[Dataset excerpts on object pointing]
START
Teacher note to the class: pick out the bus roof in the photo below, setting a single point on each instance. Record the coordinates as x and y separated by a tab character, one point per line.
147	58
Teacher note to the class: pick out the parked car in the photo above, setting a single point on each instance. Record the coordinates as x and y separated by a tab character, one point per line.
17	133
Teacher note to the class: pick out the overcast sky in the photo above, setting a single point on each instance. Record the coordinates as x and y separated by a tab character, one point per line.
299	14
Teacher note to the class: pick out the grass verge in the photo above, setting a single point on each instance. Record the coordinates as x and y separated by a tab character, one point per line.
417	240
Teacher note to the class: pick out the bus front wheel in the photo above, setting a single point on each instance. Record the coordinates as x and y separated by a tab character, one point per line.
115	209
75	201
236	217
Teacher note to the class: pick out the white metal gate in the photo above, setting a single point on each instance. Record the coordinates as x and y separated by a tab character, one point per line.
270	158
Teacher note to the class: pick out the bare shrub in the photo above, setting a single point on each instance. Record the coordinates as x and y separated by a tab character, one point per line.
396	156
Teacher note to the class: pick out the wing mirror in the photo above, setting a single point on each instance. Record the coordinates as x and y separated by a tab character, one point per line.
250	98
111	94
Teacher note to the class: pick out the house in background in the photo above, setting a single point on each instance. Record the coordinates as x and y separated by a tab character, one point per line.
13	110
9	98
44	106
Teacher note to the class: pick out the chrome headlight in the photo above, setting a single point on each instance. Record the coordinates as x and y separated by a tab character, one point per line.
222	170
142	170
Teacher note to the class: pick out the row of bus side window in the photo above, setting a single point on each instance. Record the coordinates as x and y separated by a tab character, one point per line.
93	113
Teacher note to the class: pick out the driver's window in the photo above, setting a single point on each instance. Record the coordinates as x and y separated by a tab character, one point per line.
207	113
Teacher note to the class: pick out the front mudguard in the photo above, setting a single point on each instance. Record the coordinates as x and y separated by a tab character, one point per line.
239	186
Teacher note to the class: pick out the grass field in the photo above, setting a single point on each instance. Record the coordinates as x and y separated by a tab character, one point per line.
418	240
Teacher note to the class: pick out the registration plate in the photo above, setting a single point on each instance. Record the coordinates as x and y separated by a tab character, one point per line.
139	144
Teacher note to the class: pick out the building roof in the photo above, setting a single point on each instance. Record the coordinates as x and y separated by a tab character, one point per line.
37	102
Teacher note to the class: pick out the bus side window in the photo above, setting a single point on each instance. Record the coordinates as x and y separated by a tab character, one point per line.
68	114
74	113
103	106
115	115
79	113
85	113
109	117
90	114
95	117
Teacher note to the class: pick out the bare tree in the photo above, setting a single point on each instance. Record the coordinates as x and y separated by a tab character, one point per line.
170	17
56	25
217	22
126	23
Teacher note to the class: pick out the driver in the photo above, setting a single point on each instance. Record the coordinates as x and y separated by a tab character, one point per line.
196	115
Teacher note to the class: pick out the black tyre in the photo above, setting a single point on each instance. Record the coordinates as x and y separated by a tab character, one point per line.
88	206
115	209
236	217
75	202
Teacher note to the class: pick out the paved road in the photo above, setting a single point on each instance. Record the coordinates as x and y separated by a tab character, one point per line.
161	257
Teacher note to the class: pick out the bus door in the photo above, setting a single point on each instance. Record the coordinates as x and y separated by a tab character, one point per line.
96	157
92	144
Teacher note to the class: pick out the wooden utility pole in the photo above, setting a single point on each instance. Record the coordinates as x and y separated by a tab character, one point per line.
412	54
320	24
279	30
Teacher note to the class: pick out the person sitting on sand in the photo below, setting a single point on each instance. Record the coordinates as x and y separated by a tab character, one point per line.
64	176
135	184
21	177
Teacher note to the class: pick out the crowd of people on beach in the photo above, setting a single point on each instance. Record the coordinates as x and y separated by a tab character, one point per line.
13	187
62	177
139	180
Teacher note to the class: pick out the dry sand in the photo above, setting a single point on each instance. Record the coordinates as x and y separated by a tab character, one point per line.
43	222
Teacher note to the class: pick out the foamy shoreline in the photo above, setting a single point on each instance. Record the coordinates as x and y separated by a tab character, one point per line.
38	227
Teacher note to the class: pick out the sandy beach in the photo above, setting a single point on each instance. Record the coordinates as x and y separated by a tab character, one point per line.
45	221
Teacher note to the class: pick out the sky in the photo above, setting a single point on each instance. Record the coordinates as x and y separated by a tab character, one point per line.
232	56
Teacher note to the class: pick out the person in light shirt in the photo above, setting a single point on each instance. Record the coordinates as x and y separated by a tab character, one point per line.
END
* Required work:
Repeat the preceding lines exactly, please, every one of them.

* Exercise response:
Teacher note to the class: pick out the bus roof in the photo below, setting a single point on each instance. Record the coordinates as x and y separated by a tab character, one point per line.
147	58
Teacher note to the class: pick out the parked car in the photo above, setting a single point on each instance. Record the coordinates as x and y separated by a tab character, one point per line.
17	133
Teacher note to the class: pick out the overcast sky in the photo above, setting a single point on each instance. Record the coordinates as x and y separated by a tab character, one point per line.
299	14
Teacher note to the class: pick out the grass verge in the photo above, setting a single point on each instance. Record the coordinates as x and y separated by a tab character, one point per line.
417	240
Teacher note to the class: pick out the bus front wheel in the photo above, setting a single point on each instance. Record the coordinates as x and y separated by a tab character, one point per line.
115	209
75	201
236	217
Teacher note to the class: pick out the white metal gate in the photo above, setting a single point on each instance. Record the coordinates as x and y separated by a tab character, one point per line.
270	158
Teacher note to the class: pick out the bare shrub in the photo above, setting a single point on each instance. Record the coordinates as x and y separated by a tab character, one point per line.
396	156
Teacher note to the class: pick out the wing mirror in the photo above, setting a single point on each instance. Record the coordinates as x and y separated by a tab character, one point per line.
250	98
111	94
Teacher note to the class: pick out the house in background in the photo above, setting a single point on each instance. Record the coordinates as x and y separated by a tab character, one point per line.
13	110
9	98
44	106
Teacher note to the class: pick out the chrome headlight in the photo above, setting a single point on each instance. Record the coordinates as x and y separated by a tab character, one point per line.
222	170
142	170
Teacher note to the class: pick out the row of bus side window in the photo above, setting a single point on each instance. Record the coordinates as x and y separated by a tab character, one point per line.
93	113
Teacher note to the class: pick out the driver's window in the photo above, setting a single point on each instance. Record the coordinates as x and y separated by a tab character, one point per line.
207	113
Teacher note to the class: pick out the front mudguard in the photo above, setting a single point on each instance. Record the coordinates as x and y separated by a tab character, one point per line.
239	186
Teacher note to the class: pick out the grass field in the photo above, setting a single point on each instance. Record the coordinates as x and y separated by a tab character, one point per line.
418	240
Teacher note to the class: pick out the registration plate in the photo above, setting a single point on each instance. Record the coordinates as x and y separated by a tab character, one point per line.
139	144
Teacher note to the class: pick out the building roof in the photo above, setting a single point on each instance. Record the coordinates as x and y separated by a tab character, one point per line.
37	102
Teacher note to the class: pick out the bus side window in the photo above, setting a single point on each instance. Record the coordinates as x and y separated by a tab character, one point per line.
68	114
74	113
103	106
115	115
79	113
85	113
109	117
90	114
95	117
Teacher note to the class: pick out the bare tree in the photo above, setting a single point on each instance. Record the coordinates as x and y separated by a tab character, one point per line.
170	17
56	25
217	22
126	23
Teacher note to the class: pick out the driver in the photo above, setting a single point on each instance. Record the coordinates as x and y separated by a tab character, one point per line.
196	115
Teacher note to the class: pick out the black tyre in the photo above, setting a single point on each instance. Record the coordinates as x and y separated by a tab character, one point per line.
88	206
115	209
236	217
75	202
Teacher note to the class: pick out the paved road in the photo above, setting a single point on each instance. Record the coordinates as x and y separated by a tab character, one point per line.
161	257
Teacher note to the class: pick out the bus door in the photo above, setting a single point on each instance. Record the coordinates as x and y separated by a tab character, one point per line.
96	157
92	144
Teacher note to the class: pick out the wooden utility pole in the photo above, setting a single point on each instance. Record the coordinates as x and y separated by a tab character, one point per line.
412	54
320	24
279	30
Teacher note to the class: pick out the person sitting on sand in the photo below, setting a single point on each instance. Record the coordinates as x and y separated by a tab character, one point per line.
64	176
135	184
21	177
Teacher note to the class: pick out the crowd of people on beach in the photo above, setting a single point on each instance. Record the coordinates as x and y separated by a tab character, one point per line.
13	187
62	177
139	180
Teacher note to the class: pick out the dry sand in the photo above, setting a single point on each instance. Record the coordinates as x and y separated by a tab character, one point per line.
43	222
Teacher note to the class: pick out the foamy shoreline in the photo above, setting a single point on each instance. Record the coordinates as x and y separated by a tab character, one point per line.
38	227
Teacher note to the class: pick out the sandy beach in the photo above, setting a single point on each instance. Record the coordinates as x and y separated by a tab character, one point per line.
45	221
Teacher note to the class: pick out the sky in the photo above, setting a single point on each instance. Record the coordinates as x and y separated by a tab character, one point per line.
232	56
Teacher note to the class: pick out the person in light shirt in the photo above, setting a single point on each instance. Record the coordinates as x and y separated by a tab character, one point per line.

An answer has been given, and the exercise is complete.